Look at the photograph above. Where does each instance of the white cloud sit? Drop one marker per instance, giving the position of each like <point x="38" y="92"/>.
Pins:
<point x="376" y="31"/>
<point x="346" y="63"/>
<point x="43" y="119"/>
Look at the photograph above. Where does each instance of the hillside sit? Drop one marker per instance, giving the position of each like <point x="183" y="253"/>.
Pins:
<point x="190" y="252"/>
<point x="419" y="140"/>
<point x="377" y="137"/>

== == ==

-- Task goal --
Copy every line of the records above, requests included, and shift each x and y coordinate in the pin answers by -43. Keep the coordinates in the requests' format samples unchanged.

-- Completed task --
Look at the photograph above. Where does each instance of the white cloud sit? Drop one marker per instance, giving the position of each like <point x="38" y="92"/>.
Pins:
<point x="333" y="-12"/>
<point x="303" y="20"/>
<point x="0" y="76"/>
Look at the photograph above. Where does each instance of the hillside sit? Drop one marker per instance, giving the position of each like <point x="183" y="253"/>.
Pins:
<point x="147" y="209"/>
<point x="376" y="97"/>
<point x="334" y="94"/>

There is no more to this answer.